--- Start DATA EXTRACT ---

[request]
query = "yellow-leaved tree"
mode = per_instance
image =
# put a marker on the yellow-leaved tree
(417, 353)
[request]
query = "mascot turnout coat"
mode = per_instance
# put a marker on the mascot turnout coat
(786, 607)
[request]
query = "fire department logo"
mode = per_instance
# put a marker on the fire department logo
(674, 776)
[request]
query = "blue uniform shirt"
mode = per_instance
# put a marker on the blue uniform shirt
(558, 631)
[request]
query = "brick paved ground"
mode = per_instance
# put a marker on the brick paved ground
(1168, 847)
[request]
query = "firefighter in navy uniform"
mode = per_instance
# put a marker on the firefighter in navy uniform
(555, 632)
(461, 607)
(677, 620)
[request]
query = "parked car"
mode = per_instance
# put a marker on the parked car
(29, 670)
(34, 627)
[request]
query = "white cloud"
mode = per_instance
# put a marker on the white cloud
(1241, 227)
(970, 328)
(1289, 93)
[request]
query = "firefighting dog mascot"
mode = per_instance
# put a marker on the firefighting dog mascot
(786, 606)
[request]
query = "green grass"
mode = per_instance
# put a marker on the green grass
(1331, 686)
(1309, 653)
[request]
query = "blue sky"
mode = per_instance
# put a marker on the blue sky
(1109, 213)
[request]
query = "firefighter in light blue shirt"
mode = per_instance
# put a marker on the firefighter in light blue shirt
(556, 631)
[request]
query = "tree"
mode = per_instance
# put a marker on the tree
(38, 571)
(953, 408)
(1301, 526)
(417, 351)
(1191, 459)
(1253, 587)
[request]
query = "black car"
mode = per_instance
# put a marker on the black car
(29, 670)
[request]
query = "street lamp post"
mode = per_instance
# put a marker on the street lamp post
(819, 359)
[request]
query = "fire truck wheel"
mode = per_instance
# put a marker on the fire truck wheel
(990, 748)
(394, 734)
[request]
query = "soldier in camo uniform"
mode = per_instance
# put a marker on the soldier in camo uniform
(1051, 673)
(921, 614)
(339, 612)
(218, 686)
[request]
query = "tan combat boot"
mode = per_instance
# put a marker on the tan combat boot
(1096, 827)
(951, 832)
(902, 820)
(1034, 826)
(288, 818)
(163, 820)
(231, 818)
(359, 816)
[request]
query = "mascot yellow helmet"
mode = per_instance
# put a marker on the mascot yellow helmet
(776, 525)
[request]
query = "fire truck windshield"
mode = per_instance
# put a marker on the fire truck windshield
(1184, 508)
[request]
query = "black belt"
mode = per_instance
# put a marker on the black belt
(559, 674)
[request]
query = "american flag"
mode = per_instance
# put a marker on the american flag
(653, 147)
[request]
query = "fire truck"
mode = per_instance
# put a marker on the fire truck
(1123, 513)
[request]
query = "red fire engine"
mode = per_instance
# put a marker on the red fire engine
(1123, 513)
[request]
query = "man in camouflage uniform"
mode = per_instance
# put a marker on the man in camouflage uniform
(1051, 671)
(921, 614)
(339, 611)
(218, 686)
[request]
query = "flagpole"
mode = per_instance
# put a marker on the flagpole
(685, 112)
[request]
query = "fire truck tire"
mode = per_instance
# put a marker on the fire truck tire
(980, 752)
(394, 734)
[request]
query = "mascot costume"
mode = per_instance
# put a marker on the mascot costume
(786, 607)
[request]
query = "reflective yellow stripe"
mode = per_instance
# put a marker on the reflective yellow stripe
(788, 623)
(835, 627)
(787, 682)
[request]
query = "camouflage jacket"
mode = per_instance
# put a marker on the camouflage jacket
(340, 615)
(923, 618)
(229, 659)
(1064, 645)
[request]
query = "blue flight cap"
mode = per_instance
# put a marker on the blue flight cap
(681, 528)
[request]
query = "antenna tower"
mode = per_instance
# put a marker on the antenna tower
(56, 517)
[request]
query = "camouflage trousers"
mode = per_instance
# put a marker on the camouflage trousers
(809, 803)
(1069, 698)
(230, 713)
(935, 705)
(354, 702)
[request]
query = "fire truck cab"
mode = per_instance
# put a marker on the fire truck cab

--- End DATA EXTRACT ---

*WHAT IS REQUIRED:* Output all of the material exactly as written.

*TASK SOLUTION:*
[request]
query = "yellow-leaved tree"
mode = per_instance
image =
# put a marker on the yellow-leaved tree
(417, 353)
[request]
query = "mascot turnout coat"
mode = per_instance
# put a marker on the mascot turnout coat
(786, 607)
[request]
query = "fire department logo"
mode = per_instance
# put a marker on the fire department logo
(674, 776)
[request]
query = "blue uniform shirt"
mode = per_instance
# put a marker on the blue uniform shirt
(558, 631)
[request]
query = "brick paved ground"
mode = per_instance
# put a marker on the brick paved ground
(1168, 847)
[request]
query = "firefighter in navy uniform"
mode = per_instance
# put a marker on the firefighter in navy uniform
(555, 632)
(461, 607)
(677, 620)
[request]
query = "parked car"
mode = per_instance
# put a marker on the parked car
(29, 670)
(34, 627)
[request]
query = "white cloud"
mode = per_instance
# put a marker on the white cloud
(1241, 227)
(970, 328)
(1289, 93)
[request]
query = "firefighting dog mascot"
mode = per_instance
# put a marker on the firefighting dog mascot
(786, 606)
[request]
query = "green grass"
mode = per_instance
# put a marker on the green grass
(1331, 686)
(1309, 653)
[request]
query = "blue sky"
mode = per_instance
# put a marker on the blue sky
(1109, 213)
[request]
query = "firefighter in light blue shirt"
mode = per_instance
# put a marker on the firefighter in light blue shirt
(556, 631)
[request]
query = "tree"
mode = per_instance
# put a marker on the tree
(38, 571)
(953, 408)
(1301, 526)
(417, 351)
(1191, 459)
(1253, 587)
[request]
query = "black car"
mode = per_instance
# put a marker on the black car
(29, 670)
[request]
query = "street lamp post"
mode = per_instance
# put a marker on the street lamp post
(819, 359)
[request]
query = "fire truck wheel"
mode = per_instance
# put a marker on the fire truck wheel
(990, 748)
(394, 734)
[request]
query = "soldier in camo uniform"
mode = per_instance
# put a marker on the soldier in camo uniform
(1051, 673)
(921, 614)
(339, 612)
(218, 686)
[request]
query = "tan combat boot"
mode = per_instance
# put a marker on the tan combat boot
(1096, 827)
(951, 832)
(902, 820)
(1034, 826)
(288, 818)
(163, 820)
(231, 818)
(359, 816)
[request]
query = "mascot yellow helmet"
mode = per_instance
# put a marker on the mascot yellow helmet
(776, 525)
[request]
query = "fire truck windshield"
mode = per_instance
# put a marker on the fire truck windshield
(1184, 508)
[request]
query = "black belt"
mode = per_instance
# put a marker on the black belt
(559, 674)
[request]
query = "american flag"
mode = per_instance
# put a marker on the american flag
(653, 147)
[request]
query = "fire truck"
mode = per_instance
# put a marker on the fire truck
(1123, 513)
[request]
query = "red fire engine"
mode = per_instance
# put a marker on the red fire engine
(1123, 513)
[request]
query = "man in camouflage uniform"
mode = per_instance
# put a marker on the man in camouflage uniform
(1051, 671)
(921, 614)
(339, 611)
(218, 686)
[request]
query = "flagpole"
mode = per_instance
# put a marker on the flagpole
(685, 112)
[request]
query = "fire truck tire"
mode = per_instance
# put a marker on the fire truck tire
(980, 752)
(394, 734)
[request]
query = "mascot costume"
mode = per_instance
# put a marker on the mascot costume
(786, 607)
[request]
query = "reflective yellow stripe"
mode = per_instance
# put a marker on the reflective yellow stripe
(788, 623)
(835, 627)
(787, 682)
[request]
query = "camouflage jacket"
mode = per_instance
# put a marker on the camouflage jacket
(340, 615)
(923, 618)
(229, 659)
(1064, 645)
[request]
query = "blue flight cap"
mode = per_instance
# put a marker on the blue flight cap
(681, 528)
[request]
query = "antenna tower"
mode = per_instance
# put a marker on the antenna tower
(56, 517)
[request]
query = "camouflage trousers"
mode = per_instance
# put a marker on the camouflage trousers
(809, 803)
(1069, 698)
(230, 713)
(935, 705)
(354, 702)
[request]
query = "fire truck cab"
mode = per_instance
# put a marker on the fire truck cab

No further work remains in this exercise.